_EXCERPT TO READ_
◇ ◇ ◇ ◇ ◇ ◇ ◇

As indicated by a part surrounded by the region of the first end part accommodating part 5C as shown in FIG. 6, for example, the first end part accommodating part 5C joins one end portion of the first side part accommodating part 5A and one end portion of the second side part accommodating part 5B such that the first end part 41 can be accommodated.

As indicated by a part surrounded by the region of the accommodating cover part 5D as shown in FIG. 6, for example, the accommodating cover part 5D at least joins a first portion (for example, M in FIG. 6), of the first side part accommodating part 5A, which is at a position in a direction farther from the first end part accommodating part 5C than the first engaging part 51c, and a second portion (for example, N in FIG. 6), of the second side part accommodating part 5B, which is at a position in a direction farther from the first end part accommodating part 5C than the second engaging part 542a. The accommodating cover part 5D forms the opening 51d that allows insertion of the first end part 41.

◇ ◇ ◇ ◇ ◇ ◇ ◇

_WHAT YOU NEED TO DO_
[A] In the passage on the accommodating parts, which opening does the accommodating cover part 5D form, and what does that opening allow?
[B] Extend the passage on the accommodating parts, starting right after its final sentence.

_DATA LINES_
◇ ◇ ◇ ◇ ◇ ◇ ◇

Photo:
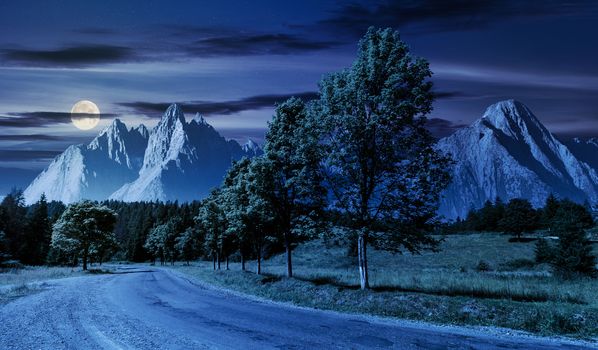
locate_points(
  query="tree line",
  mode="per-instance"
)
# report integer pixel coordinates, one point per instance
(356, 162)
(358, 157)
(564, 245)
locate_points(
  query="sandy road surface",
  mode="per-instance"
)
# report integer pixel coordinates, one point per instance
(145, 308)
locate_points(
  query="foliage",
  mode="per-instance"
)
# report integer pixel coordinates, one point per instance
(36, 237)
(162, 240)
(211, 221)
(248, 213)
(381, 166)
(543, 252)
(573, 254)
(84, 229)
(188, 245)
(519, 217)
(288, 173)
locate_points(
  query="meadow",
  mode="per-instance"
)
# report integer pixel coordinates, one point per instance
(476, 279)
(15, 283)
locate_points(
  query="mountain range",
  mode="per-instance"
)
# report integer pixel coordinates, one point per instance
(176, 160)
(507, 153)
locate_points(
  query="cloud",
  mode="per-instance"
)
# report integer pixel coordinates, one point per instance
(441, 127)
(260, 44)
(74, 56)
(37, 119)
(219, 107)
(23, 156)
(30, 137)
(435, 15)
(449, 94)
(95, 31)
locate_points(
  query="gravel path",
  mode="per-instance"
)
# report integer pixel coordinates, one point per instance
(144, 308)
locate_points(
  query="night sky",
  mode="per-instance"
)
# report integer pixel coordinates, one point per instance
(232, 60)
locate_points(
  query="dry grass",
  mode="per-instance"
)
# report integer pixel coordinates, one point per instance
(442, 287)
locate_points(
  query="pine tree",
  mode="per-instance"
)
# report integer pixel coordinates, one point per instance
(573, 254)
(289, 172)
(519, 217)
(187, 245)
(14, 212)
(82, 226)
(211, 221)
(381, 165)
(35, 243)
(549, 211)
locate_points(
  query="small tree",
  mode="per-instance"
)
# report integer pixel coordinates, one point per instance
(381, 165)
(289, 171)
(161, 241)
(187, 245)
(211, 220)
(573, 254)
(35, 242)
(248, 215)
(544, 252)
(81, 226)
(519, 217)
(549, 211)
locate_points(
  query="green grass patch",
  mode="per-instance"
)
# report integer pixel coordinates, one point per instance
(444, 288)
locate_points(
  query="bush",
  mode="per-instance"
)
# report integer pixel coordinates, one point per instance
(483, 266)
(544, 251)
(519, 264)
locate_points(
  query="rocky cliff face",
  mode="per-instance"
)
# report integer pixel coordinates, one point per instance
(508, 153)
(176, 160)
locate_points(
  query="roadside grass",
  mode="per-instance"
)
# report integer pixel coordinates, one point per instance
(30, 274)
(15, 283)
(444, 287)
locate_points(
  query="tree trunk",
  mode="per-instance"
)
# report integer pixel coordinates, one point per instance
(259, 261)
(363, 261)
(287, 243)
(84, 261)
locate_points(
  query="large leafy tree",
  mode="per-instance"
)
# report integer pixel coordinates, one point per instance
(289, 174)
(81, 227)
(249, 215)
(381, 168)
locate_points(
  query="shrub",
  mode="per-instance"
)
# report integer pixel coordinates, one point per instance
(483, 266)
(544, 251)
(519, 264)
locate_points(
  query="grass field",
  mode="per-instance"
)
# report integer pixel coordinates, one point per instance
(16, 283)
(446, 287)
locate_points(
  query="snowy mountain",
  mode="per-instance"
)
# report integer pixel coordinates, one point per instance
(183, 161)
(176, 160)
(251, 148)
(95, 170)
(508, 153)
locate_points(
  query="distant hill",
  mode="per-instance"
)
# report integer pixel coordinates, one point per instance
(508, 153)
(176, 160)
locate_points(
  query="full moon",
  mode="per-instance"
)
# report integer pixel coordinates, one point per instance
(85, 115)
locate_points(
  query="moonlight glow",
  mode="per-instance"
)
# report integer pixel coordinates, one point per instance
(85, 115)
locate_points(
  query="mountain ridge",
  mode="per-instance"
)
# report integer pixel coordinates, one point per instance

◇ ◇ ◇ ◇ ◇ ◇ ◇

_RESPONSES FOR EACH TASK_
[A] It forms the opening 51d, which allows insertion of the first end part 41.

[B]
In a case as described below, the second engaging part 542a is formed while being joined to the housing 5 in such a way that the second engaging part 542a is shifted, due to the second protruding part 441 coming into contact, from the first position P1 at which movement of the second protruding part 441 toward the first end part accommodating part 5C is restricted, to the second position P2 at which movement of the second protruding part 441 toward the first end part accommodating part 5C is allowed. That is, (1) the flexible wiring board 4 is inserted until the first side part 43 side of the first end part 41 comes into contact with the first end part accommodating part 5C, by causing the first protruding part 431 to come into contact with the first engaging part 51c before the second protruding part 441 comes into contact with the second engaging part 542a. (2) Next, the flexible wiring board 4 is inserted such that the second side part 44 side of the first end part 41 comes into contact with the first end part accommodating part 5C. The second engaging part 542a is joined to the housing 5 such that the second engaging part 542a is shifted from the first position P1 to the second position P2 in the case described above.

The second engaging part 542a is joined to the housing 5 in such a way as to return to the first position P1 when the second side part 44 side of the first end part 41 is brought into contact with the first end part accommodating part 5C. The second engaging part 542a in the present example is joined to the housing 5 while having a cantilever shape, with the second engaging part 542a being a free end. The cantilever shape in the present example extends from the opening 51d in a direction toward the first end part accommodating part 5C.

Additionally, the regions of the first side part accommodating part 5A, the second side part accommodating part 5B, the first end part accommodating part 5C, and the accommodating cover part 5D shown in A in FIG. 6 are merely examples, and sizes and shapes of the regions shown in FIG. 6 may be changed as appropriate as long as conditions described in relation to the first side part accommodating part 5A, the second side part accommodating part 5B, the first end part accommodating part 5C, and the accommodating cover part 5D are satisfied.

(Retainer 6)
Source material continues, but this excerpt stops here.